**En qué consiste**.
Por favor, copia todos los registros siguientes línea por línea, sin cambiar ni omitir nada.

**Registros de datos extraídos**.

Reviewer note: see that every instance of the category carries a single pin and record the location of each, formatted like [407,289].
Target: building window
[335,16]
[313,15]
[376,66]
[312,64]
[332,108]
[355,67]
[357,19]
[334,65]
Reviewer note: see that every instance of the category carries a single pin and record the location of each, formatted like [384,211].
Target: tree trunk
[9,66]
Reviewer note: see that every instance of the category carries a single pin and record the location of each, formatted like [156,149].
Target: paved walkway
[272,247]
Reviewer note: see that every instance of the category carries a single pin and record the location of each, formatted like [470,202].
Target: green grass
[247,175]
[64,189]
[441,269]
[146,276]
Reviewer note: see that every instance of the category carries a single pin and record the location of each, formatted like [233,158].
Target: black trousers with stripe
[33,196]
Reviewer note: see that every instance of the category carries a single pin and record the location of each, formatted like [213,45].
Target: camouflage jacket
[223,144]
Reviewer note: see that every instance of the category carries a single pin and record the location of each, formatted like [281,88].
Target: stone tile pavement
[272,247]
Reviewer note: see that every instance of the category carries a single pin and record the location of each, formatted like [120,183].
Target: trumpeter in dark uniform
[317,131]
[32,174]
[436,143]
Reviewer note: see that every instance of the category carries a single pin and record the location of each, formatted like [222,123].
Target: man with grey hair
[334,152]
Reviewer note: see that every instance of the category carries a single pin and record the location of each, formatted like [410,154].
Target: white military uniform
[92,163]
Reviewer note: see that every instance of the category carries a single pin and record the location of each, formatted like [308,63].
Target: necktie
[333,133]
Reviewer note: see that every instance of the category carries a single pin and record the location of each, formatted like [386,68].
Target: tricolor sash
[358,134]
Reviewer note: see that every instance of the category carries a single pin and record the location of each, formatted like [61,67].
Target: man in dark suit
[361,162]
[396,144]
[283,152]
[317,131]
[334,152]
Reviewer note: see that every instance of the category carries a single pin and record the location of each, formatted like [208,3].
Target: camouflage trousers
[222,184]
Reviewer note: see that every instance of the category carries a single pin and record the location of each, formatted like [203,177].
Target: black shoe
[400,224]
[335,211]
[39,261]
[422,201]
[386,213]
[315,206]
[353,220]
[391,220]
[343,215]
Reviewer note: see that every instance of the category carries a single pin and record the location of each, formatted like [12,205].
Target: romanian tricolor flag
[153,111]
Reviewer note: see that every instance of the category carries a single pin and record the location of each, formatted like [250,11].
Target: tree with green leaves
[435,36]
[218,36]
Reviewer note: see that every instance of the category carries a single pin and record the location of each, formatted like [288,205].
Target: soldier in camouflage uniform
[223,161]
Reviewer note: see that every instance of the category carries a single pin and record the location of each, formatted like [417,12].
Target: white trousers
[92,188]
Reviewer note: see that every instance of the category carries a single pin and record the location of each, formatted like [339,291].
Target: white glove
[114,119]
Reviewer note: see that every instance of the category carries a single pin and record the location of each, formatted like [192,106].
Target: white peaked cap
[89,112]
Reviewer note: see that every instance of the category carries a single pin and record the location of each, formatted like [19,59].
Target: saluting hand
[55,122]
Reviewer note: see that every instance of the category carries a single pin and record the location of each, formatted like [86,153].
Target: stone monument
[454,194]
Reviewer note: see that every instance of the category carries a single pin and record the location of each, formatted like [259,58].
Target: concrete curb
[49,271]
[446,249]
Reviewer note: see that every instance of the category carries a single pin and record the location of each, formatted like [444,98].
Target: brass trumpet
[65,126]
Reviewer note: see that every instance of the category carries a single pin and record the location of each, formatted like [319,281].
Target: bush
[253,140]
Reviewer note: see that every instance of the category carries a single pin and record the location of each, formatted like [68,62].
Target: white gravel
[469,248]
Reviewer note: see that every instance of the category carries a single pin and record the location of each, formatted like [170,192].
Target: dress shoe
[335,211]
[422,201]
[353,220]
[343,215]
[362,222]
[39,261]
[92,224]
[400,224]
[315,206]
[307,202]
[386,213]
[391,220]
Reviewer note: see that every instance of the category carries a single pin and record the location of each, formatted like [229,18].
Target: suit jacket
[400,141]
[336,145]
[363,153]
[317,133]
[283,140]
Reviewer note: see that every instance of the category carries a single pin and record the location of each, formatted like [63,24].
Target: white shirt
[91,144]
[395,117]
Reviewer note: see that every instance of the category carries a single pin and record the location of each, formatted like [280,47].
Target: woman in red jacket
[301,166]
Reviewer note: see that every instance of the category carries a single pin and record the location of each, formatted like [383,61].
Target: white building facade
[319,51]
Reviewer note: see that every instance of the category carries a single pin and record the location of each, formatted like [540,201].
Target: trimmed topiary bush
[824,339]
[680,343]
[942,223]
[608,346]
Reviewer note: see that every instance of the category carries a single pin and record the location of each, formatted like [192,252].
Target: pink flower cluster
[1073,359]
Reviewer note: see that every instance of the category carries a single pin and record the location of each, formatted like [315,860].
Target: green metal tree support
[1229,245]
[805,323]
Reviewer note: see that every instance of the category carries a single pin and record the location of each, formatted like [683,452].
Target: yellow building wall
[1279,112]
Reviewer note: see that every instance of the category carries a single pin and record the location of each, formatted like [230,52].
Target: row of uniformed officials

**Respuesta esperada**.
Reviewer note: see that every instance of the category carries a single pin and record the location of each, formatted like [407,289].
Target: building window
[335,16]
[313,15]
[376,66]
[312,64]
[332,108]
[355,67]
[357,19]
[334,65]
Reviewer note: see that every instance of the category carries a single pin and record the location of each, formatted like [384,211].
Target: tree trunk
[9,66]
Reviewer note: see that every instance of the category carries a single pin and record the location of each, formatted like [156,149].
Target: paved walkway
[272,247]
Reviewer note: see that every instance of the category carries a single pin and record the location of each, formatted like [470,202].
Target: green grass
[247,175]
[64,189]
[441,269]
[146,276]
Reviewer note: see that every instance of the category carries a single pin and record the location of each, formatted like [233,158].
Target: black trousers with stripe
[33,196]
Reviewer note: see that every instance of the category carries a single pin and record the location of each, formatted like [213,45].
Target: camouflage jacket
[223,144]
Reviewer note: see that every instance of the category carries a single pin and record the location of each, formatted like [281,88].
Target: stone tile pavement
[272,247]
Reviewer note: see that every instance of the category carries a single pin and record the location of each, formatted like [120,183].
Target: trumpeter in dark uniform
[317,131]
[32,174]
[436,143]
Reviewer note: see that every instance of the category carries a single pin and record the location of each, formatted like [222,123].
Target: man with grey hair
[334,152]
Reviewer note: see that every instance of the category carries a single pin and record the location of each, formatted like [410,154].
Target: white military uniform
[92,163]
Reviewer note: see that every instance of the category carries a single pin and record the location of each, formatted like [308,63].
Target: necktie
[333,133]
Reviewer note: see that every instance of the category carries a single pin and record the location of each, formatted like [386,68].
Target: tricolor sash
[358,134]
Reviewer note: see that every instance of the category carries a single pin and record the location of each, formatted like [61,67].
Target: man in dark suit
[361,162]
[396,144]
[283,152]
[317,131]
[334,152]
Reviewer note: see that every instance of the category carries a single pin and record the location of each, formatted like [208,3].
Target: camouflage trousers
[222,184]
Reviewer note: see that every instance of the category carries a single pin and record the location of each, formatted like [203,177].
Target: black shoe
[400,224]
[335,211]
[39,261]
[422,201]
[386,213]
[315,206]
[353,220]
[391,220]
[343,215]
Reviewer note: see that every instance of the category carries a single pin and record the location of each, formatted like [12,205].
Target: romanian tricolor flag
[153,111]
Reviewer note: see that every instance of the category carries a single pin and record the location of each, formatted like [250,11].
Target: tree with green leaves
[435,36]
[218,36]
Reviewer note: see that every instance of the category carries a single pin and record the location of each, formatted like [288,205].
Target: soldier in camouflage uniform
[223,161]
Reviewer note: see that every instance of the category carries a single pin and record the location of each, formatted like [417,12].
Target: white trousers
[92,188]
Reviewer note: see that every instance of the category carries a single pin and record the location of each, formatted like [339,291].
Target: white glove
[114,119]
Reviewer note: see that every instance of the category carries a single pin and record the location of each, formatted like [192,106].
Target: white peaked cap
[89,112]
Reviewer note: see that every instance of the category carries a single pin and record the location of each, formatted like [19,59].
Target: saluting hand
[55,122]
Reviewer note: see that every instance of the category carries a single pin and record the location of each, formatted like [86,153].
Target: stone monument
[454,194]
Reviewer note: see that every instance of the category carries a single pin and record the location of each, formatted like [259,58].
Target: concrete curb
[49,271]
[446,249]
Reviewer note: see that every instance of the category carries a single pin and record the location of each, formatted like [444,98].
Target: brass trumpet
[65,126]
Reviewer note: see that every instance of the category carries a single pin and record the location of each, formatted like [319,281].
Target: bush
[253,140]
Reviewer note: see that every instance of the category carries a single pin and record the location of each, formatted like [68,62].
Target: white gravel
[469,248]
Reviewer note: see that every instance of the category carries a single pin and record the location of each, formatted like [170,192].
Target: dress shoe
[335,211]
[422,201]
[353,220]
[343,215]
[362,222]
[39,261]
[92,224]
[400,224]
[315,206]
[307,202]
[386,213]
[391,220]
Reviewer note: see that every instance of the category carries a single pin and record the location of each, formatted like [229,18].
Target: suit jacket
[400,141]
[336,145]
[363,153]
[317,133]
[283,140]
Reviewer note: see that every instance of the category carries a single pin and record the location of each, formatted like [63,24].
Target: white shirt
[91,144]
[395,117]
Reviewer note: see that every instance of the category carries a single pin and record the location of each, formatted like [280,47].
Target: woman in red jacket
[301,166]
Reviewer note: see that every instance of the category carries a single pin and record the location of each, formatted like [383,61].
Target: white building facade
[319,51]
Reviewer note: see that every instance of the category carries a single pin and record the location of each, formatted like [540,201].
Target: trimmed topiary bush
[824,339]
[680,343]
[942,223]
[608,346]
Reviewer note: see that every instance of the category carries a single pin and record the location of each, formatted like [192,252].
Target: pink flower cluster
[1073,359]
Reviewer note: see that every instance of the category carries a single pin and record the location of each, formatted like [315,860].
Target: green metal tree support
[1229,245]
[805,323]
Reviewer note: see that every instance of the category carries a single pin and record the location of each, formatted like [683,452].
Target: yellow building wall
[1279,112]
Reviewer note: see that every instance of the category carries a single pin and record the location of each, formatted like [230,52].
Target: row of uniformed officials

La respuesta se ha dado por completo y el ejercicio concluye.